* Start INPUT *
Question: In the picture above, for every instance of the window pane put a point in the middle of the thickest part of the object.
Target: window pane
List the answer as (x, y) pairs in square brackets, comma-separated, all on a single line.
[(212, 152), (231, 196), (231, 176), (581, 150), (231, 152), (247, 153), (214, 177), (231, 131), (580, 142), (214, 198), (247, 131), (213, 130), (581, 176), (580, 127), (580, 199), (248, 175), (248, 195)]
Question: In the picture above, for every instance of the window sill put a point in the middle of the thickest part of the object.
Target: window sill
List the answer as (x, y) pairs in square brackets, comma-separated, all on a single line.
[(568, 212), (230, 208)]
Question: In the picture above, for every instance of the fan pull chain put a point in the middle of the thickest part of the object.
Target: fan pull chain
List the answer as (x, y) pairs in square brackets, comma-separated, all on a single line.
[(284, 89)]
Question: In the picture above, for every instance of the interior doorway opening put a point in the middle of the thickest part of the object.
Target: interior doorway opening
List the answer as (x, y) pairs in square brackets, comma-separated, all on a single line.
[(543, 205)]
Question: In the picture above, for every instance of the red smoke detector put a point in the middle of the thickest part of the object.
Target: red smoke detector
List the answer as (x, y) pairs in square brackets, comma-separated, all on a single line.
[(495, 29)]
* End INPUT *
* Start INPUT *
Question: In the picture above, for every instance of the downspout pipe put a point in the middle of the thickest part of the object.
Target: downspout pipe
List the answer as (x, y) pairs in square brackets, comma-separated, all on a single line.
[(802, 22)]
* End INPUT *
* Start INPUT *
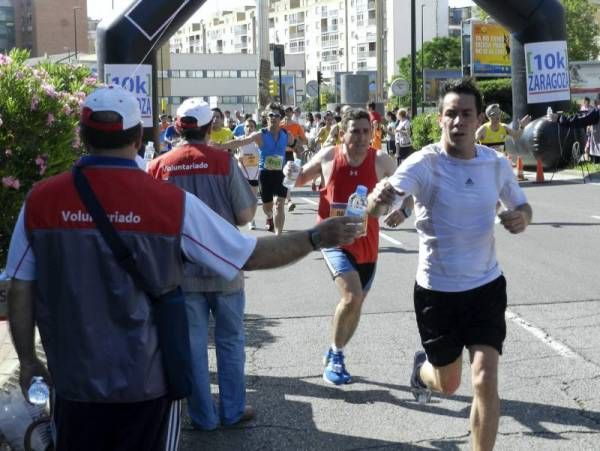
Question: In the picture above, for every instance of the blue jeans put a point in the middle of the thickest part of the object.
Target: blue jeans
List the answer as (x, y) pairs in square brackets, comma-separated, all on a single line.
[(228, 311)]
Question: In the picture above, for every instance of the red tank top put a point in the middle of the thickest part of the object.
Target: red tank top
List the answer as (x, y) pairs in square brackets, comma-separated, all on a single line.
* End INPUT *
> _WHAT YOU SHOULD DO_
Report how many lines of the material above contain the word "middle". Give only the number.

> _EXERCISE RESULT_
8